Which kinds of exams does the article on ChatGPT and jobs say the program has passed?

____ SELECTED TEXT

Lifestyle
The machines aren't coming for your jobs anytime soon
The advent of artificial intelligence programs like ChatGPT will transform the job market.
However, the much-publicized large language model technology - which can perform all sorts of detailed writing tasks - does not herald the rise of the machines.
So says Liane Gabora, a professor in the department of psychology at the University of British Columbia Okanagan.
Gabora describes herself as a cognitive scientist and she and her colleagues have been playing with, and pondering, what ChatGPT’s arrival will likely mean for academia and work as we know it.
“I’m not as scared as the worst predictions,” she told Kelowna10. “Some people are saying it’s ‘Ex Machina’ come true and the AI will take over all our jobs and this is the end,” she said, referring to the hit 2014 movie in which an android servant escapes their environment and assumes consciousness.
“I think it could even be a good thing in many ways,” she explained, noting it gives professors like her a chance to engage with students about the value of AI in the future workplace while ensuring quality instruction and testing in the classroom beyond the writing of essays.
ChatGPT, which is created by American research lab OpenAI, essentially follows any command, like writing essays on any given subject at any grade level. It accesses all knowledge and data on the internet, summarizes it, predicts how language flows and then spits out reasonable and largely understandable text…often in just a few seconds.
It has passed law, medical, and business exams, although admittedly not with flying colours, yet.
BuzzFeed has said it will use the program to write some content, raising concerns about the future of media jobs, while Microsoft, one of the big investors in ChatGPT, said it will invest billions more dollars at a time when it has announced thousands of layoffs.
But Gabora said currently, the technology offers ‘pretty bland and annoyingly repetitive’ writing that is formulaic and does not yet reflect a ‘sense of self’, even though she and her colleagues have played with the program as it tries to emulate and even impersonate writing style.
She asked it to write like herself and she figured it produced a C grade paper. It ‘learned’ phrases, style and verbal mannerisms of her colleagues, but to the trained eye the compositions prompted more laughter than applause for the standard of the writing.
“One thing about ChatGPT, it doesn’t ask clarifying questions,” Gabora said. “And a lot of the reason why real human conversation works is because we do this. Clarifying questions is what is necessary to make the conversation real and live and humanlike. We’re not there yet.”
Being more engaging and encouraging this sense of questioning will be the thrust for educators in the classroom as we learn to work alongside AI, according to Gabora.

________
____ MATERIAL SUPPLIED

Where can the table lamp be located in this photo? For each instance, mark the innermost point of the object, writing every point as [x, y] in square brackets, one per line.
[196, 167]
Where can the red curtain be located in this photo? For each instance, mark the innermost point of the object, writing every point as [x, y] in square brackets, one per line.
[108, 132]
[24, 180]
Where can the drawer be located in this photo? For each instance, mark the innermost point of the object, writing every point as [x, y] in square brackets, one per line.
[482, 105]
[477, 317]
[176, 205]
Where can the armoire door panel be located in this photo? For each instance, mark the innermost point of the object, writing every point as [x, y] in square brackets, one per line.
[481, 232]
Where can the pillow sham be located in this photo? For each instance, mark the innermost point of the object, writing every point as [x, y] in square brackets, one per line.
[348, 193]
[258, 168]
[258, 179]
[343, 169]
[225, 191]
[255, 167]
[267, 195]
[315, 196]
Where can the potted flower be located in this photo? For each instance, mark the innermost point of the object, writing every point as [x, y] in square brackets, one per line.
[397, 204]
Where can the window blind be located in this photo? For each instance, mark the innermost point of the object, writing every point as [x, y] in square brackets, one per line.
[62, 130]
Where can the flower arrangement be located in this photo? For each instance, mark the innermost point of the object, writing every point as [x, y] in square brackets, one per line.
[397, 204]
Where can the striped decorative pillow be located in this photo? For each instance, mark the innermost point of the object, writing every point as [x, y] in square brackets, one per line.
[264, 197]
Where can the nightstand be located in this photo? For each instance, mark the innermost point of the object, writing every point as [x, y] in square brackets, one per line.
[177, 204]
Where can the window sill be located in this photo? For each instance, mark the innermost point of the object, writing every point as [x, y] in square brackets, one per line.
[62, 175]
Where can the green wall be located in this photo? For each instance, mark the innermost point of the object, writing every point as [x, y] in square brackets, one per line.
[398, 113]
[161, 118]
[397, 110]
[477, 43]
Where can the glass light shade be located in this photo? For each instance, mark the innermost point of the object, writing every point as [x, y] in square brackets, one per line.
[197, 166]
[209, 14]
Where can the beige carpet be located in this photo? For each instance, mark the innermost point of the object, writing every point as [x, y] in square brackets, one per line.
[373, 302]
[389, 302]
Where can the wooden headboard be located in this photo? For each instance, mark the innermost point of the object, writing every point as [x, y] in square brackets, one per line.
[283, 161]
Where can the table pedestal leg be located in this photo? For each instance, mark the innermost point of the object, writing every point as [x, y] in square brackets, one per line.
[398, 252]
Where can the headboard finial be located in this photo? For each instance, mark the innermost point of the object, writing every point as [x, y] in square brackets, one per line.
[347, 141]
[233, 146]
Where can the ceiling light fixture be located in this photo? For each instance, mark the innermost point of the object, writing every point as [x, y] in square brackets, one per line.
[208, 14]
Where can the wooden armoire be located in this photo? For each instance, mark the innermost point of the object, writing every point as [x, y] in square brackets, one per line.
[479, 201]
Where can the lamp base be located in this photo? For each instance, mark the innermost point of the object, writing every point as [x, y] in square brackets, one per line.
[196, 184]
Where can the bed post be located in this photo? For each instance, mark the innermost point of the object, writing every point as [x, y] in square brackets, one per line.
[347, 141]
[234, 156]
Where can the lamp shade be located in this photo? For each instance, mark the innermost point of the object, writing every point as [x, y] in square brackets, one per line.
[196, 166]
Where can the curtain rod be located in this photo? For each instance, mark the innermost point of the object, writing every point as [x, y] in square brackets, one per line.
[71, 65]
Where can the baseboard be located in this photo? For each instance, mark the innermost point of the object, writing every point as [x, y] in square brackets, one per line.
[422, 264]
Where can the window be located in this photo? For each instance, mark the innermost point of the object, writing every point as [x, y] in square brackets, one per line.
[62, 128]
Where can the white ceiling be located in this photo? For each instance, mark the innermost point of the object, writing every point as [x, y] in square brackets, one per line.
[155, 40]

________

RESPONSE BOX:
Law, medical, and business exams.